▶ _Records supplied_
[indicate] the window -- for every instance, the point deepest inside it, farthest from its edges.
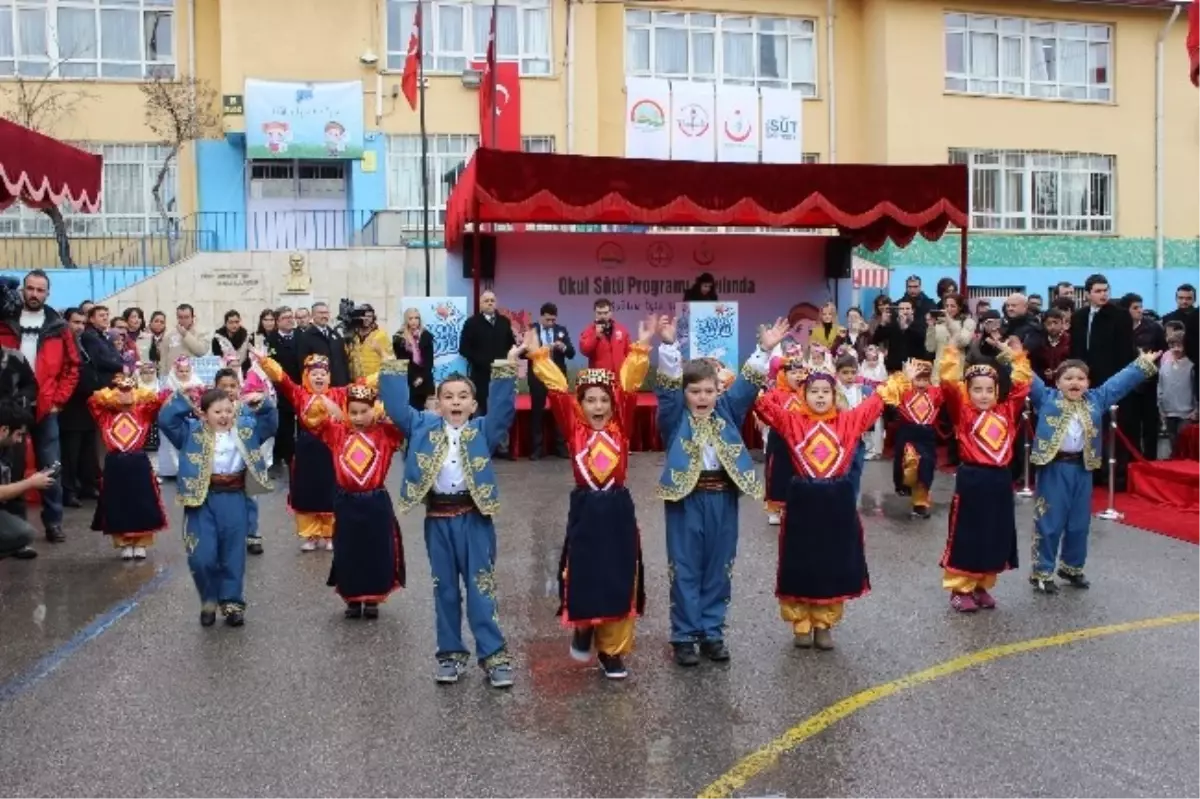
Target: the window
(88, 38)
(455, 32)
(449, 152)
(1029, 58)
(126, 208)
(1015, 190)
(723, 48)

▶ _Given instruction_
Recast the listing above as a JSON list of strings, one string per line, without blank lines. Leave out the picture.

▶ _Problem solution_
[
  "[indicate] the window -- for every instance, the point deepest inside it, farthest from its edges.",
  "Target: the window",
  "(88, 38)",
  "(455, 32)",
  "(449, 152)",
  "(1029, 58)",
  "(126, 208)",
  "(1015, 190)",
  "(723, 48)"
]